Supplied passage:
--- --- ---
Melissa Clark (IUB), $319,000 (2012-2016) from the Indiana Department of Environmental Management (IDEM) to conduct the Indiana Clean Lakes Program, an assessment of Indiana lakes and reservoirs to determine water quality and track trends in lake eutrophication levels, train and support a corps of volunteer lake monitors, and conduct education and outreach to the public on lake and watershed nonpoint source pollution issues. Continued assessment of lake nutrient levels and effects, begun in the early 1970s, allows the state and the U.S. EPA to ascertain and track any trends in lake eutrophication via water quality reports and listings of impaired waterbodies, and to compare levels from year to year.
Roger Jarjoura and Thomas D. Stucky (IUPUI), $71,136 from the Indiana Criminal Justice Institute to provide data to the Data Analysis Working Group (DAWG) of Indiana’s Criminal Code Evaluation Commission. The project will collect information on all Class D felony offenders that entered the Indiana Department of Correction (DOC) from June 1 to August 31, 2011. Collection of this information will permit a fuller understanding of why offenders are going to the DOC. With this information, policymakers will be able to make informed decisions about legislative or policy changes that might be implemented to ensure public safety and help to reduce the prison population in Indiana.
Drew Klacik (IUPUI), $75,000 from the YMCA of Greater Indianapolis to develop a concept paper that weighed expansion opportunities in Indianapolis. The concept paper addressed the new facilities’ potential impact on the quality of life in the surrounding neighborhoods. Specifically, the study looked at the public value of three selected YMCA programs: after-school program, summer camp, and diabetes prevention initiatives. In addition, the research studied the economic impact of new construction and the economic contributions of operating the new facilities.
Sam Nunn, Akeem Sadiq, and Jamie Palmer (IUPUI), $135,000 from Crowe Horwath LLP for the Disaster Housing and Emergency Services project. The Center for Criminal Justice Research (CCJR) will assist Crowe Horwath in delivering a statewide Indiana emergency services and shelter plan to the Indiana Department of Homeland Security (IDHS). The project will collect and summarize best practices in emergency services and mass care plus assess Indiana’s current capabilities in these areas and identify where improvements could be made. Using that information, CCJR will work with Crowe and IDHS to create a plan for disaster–related emergency services and shelters in Indiana and assist in developing a training exercise to test the plan.
--- --- ---
Activity:
Continue the list of research grant awards above, picking up after its final entry and keeping the same format.
--- --- ---
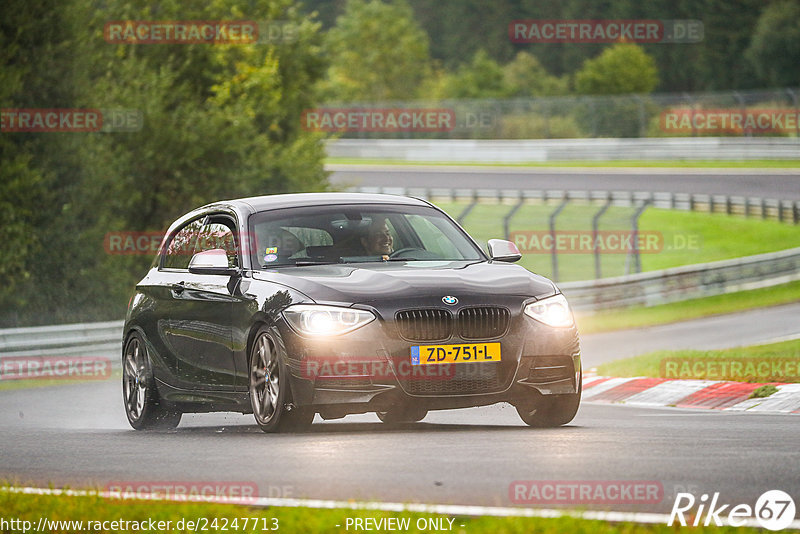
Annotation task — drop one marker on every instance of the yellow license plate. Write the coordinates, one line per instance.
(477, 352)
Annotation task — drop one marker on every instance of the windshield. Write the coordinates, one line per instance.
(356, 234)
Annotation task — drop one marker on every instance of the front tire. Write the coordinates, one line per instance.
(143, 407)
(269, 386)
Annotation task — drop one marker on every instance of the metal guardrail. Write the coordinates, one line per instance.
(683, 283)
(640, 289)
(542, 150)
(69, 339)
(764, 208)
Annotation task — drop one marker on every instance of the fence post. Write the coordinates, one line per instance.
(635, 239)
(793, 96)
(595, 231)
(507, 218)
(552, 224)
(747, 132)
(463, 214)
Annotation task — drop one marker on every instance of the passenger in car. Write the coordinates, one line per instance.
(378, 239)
--- --- ---
Reply:
Joe Shaw (IUB), $318,924 from the National Science Foundation. The award is part of a larger collaborative project, The genomic basis of dramatic, rapid, convergent evolution in the killifish Fundulus heteroclitus, that Dr. Shaw will be working on with researchers from Louisiana State University, the Woods Hole Oceanographic Institution, University of Miami, and University of Washington. The grant will facilitate sequencing the full genome of the Atlantic killifish, a species of fish that live in urban estuaries and have rapidly and repeatedly evolved dramatic tolerance to extreme pollution stress. The project will also include re–sequencing of genomes from sensitive and tolerant populations, potentially enabling the discovery of the genetic changes that facilitated this extreme tolerance, and address whether the genetic variants that confer tolerance or sensitivity to pollution in one population are the same as in other populations.
Phil Stevens (IUB), $446,119 from the National Science Foundation to study the chemistry of the hydroxyl (OH) radical in the atmosphere. The OH radical plays a central role in the chemistry of the atmosphere, as it controls the lifetime of methane and other trace gases important to issues of global climate change. In addition, the OH radical initiates the oxidation of volatile organic compounds in the atmosphere that lead to the production of ozone and secondary organic aerosols, the primary components of photochemical smog. This study will focus on measurements in different forest environments to help to improve our understanding of the chemistry of biogenic emissions, their impact on ozone and aerosol formation, and how this chemistry will change with future climate change.
Thomas D. Stucky (IUPUI), $405,450 (2011-2013) from the Indiana Criminal Justice Institute (ICJI) to help improve the effectiveness of state–funded criminal justice initiatives. The two–year project will look at programs financed by ten federal funding streams overseen by ICJI, examine relevant research, and identify the characteristics of programs that work best. The project will also identify gaps in available data that limit the state’s ability to make evidence–based criminal justice decisions. When complete, this project will ensure that the state’s allocation of criminal justice dollars is sound and based on cutting–edge research.
Anh Tran (IUB), $348,000 from the Vietnam International Education Development Department to continue the Vietnam Young Leader Awards (VYLA) program, a partnership between Indiana University and the Vietnam Ministry of Education and Training that involves sending outstanding Vietnamese civil servants to SPEA for a two–year Master of Public Affairs degree. The program includes classroom training and a summer experience in Washington, DC, New York, and Boston involving institutions including the World Bank, the International Monetary Fund, and the United Nations. This is the second year of the program, the only one that Vietnam has taken part in to specifically send young people to the US for training in public policy.